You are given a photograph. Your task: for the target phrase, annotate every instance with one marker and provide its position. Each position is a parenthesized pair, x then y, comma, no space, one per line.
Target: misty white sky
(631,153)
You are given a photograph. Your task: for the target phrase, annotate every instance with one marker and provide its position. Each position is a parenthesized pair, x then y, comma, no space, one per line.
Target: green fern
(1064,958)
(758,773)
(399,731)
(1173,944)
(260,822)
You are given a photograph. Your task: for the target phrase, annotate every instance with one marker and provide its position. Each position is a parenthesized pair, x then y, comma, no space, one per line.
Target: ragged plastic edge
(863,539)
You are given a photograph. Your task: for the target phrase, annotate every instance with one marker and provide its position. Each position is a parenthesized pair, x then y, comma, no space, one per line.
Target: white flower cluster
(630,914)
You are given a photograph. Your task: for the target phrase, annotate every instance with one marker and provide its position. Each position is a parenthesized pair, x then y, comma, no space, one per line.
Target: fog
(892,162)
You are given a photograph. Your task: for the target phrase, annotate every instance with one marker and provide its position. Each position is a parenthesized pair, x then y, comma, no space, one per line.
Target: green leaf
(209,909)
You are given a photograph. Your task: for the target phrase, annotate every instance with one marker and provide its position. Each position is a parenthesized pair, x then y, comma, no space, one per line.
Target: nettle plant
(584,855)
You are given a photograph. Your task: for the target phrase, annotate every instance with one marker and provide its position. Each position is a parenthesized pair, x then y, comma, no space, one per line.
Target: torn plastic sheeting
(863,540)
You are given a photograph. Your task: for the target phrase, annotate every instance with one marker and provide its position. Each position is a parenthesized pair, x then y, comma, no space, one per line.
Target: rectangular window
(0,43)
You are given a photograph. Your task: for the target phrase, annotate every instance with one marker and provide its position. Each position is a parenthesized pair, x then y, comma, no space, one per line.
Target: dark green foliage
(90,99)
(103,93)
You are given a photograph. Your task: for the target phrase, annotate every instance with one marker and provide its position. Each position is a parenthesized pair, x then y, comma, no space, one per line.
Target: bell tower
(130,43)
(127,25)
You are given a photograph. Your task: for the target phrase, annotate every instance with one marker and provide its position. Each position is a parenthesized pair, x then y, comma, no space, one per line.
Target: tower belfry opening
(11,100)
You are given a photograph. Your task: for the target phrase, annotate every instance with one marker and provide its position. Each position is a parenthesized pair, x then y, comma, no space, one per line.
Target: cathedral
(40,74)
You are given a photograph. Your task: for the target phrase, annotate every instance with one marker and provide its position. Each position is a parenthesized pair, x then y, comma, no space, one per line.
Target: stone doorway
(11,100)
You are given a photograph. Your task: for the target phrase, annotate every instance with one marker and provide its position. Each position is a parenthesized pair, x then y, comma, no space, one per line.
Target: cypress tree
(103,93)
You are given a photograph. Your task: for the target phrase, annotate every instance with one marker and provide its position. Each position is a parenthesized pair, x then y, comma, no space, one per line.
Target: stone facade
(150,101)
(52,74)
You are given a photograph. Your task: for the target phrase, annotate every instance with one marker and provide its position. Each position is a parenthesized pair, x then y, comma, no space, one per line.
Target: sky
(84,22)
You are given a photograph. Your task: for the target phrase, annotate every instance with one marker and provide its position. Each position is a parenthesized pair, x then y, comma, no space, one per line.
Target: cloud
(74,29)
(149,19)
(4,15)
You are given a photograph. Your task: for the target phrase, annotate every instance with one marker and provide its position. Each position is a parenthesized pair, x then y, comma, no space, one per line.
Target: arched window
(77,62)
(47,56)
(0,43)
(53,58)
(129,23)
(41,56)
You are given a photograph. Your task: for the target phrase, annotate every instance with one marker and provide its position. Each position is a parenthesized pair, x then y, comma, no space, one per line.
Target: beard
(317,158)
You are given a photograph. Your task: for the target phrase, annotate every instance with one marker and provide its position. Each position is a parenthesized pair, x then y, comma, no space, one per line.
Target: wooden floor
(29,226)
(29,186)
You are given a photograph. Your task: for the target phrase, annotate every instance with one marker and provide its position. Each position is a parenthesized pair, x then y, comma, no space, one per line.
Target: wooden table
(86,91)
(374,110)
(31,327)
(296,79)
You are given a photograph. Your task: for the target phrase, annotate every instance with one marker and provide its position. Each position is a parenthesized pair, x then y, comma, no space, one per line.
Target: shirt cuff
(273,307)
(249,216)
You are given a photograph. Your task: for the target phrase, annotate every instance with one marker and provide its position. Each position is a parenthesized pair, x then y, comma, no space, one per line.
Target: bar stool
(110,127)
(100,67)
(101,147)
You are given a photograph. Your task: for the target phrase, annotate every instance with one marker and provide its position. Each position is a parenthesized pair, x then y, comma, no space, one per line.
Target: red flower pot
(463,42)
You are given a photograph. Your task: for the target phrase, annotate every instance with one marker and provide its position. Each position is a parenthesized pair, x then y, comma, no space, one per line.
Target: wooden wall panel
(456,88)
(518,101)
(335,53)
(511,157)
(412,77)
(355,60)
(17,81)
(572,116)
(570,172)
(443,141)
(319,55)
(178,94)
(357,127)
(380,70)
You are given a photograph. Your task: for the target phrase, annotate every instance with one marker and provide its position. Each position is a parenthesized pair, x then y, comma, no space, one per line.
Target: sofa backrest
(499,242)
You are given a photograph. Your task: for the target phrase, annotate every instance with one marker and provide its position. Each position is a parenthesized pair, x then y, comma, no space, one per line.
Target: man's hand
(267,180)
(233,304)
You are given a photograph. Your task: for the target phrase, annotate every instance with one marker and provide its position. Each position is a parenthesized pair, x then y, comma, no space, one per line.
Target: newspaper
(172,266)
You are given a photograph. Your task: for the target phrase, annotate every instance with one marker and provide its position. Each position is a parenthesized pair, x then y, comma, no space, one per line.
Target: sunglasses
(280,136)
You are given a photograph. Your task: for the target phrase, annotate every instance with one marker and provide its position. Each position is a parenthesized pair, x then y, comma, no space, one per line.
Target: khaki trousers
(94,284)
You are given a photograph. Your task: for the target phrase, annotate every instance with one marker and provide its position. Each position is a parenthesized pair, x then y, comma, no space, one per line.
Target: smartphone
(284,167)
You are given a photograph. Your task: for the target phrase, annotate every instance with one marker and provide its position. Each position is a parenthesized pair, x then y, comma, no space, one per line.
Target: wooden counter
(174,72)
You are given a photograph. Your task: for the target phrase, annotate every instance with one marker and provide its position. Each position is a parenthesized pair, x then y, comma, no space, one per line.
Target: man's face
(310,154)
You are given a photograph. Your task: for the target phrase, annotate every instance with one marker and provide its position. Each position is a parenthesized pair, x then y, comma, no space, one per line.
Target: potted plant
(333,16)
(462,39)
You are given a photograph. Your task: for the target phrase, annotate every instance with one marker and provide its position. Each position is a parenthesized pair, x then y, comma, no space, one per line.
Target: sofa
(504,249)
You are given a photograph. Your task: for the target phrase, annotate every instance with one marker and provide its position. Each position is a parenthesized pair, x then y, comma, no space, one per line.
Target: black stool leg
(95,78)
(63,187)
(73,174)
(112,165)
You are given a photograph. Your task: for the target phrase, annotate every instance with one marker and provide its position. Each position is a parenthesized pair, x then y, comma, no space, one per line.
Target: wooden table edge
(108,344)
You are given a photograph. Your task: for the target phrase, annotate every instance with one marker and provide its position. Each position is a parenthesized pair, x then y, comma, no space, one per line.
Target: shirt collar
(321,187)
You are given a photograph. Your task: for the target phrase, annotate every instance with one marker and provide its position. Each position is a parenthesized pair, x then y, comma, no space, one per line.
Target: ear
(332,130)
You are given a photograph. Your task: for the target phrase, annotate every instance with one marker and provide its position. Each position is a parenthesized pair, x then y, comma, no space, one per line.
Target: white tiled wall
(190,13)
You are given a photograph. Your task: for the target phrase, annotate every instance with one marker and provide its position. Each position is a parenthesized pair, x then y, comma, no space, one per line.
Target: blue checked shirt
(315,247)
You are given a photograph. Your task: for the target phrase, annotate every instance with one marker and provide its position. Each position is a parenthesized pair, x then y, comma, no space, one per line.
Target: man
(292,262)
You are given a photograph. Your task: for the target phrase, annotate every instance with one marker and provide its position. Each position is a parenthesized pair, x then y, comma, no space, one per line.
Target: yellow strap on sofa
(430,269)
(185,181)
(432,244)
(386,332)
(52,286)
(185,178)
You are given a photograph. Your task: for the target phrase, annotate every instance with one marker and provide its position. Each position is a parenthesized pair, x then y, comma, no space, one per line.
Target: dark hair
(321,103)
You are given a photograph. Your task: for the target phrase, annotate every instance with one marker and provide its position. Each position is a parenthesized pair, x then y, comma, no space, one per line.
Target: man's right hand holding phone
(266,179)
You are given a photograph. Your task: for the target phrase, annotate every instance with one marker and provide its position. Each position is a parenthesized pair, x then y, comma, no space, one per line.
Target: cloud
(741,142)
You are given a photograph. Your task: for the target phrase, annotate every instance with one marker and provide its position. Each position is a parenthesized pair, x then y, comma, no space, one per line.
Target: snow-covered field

□ □ □ □ □ □ □

* [Your task]:
How many lines in the records above contain the word "flower"? Reply with the number alone.

* [Finished answer]:
2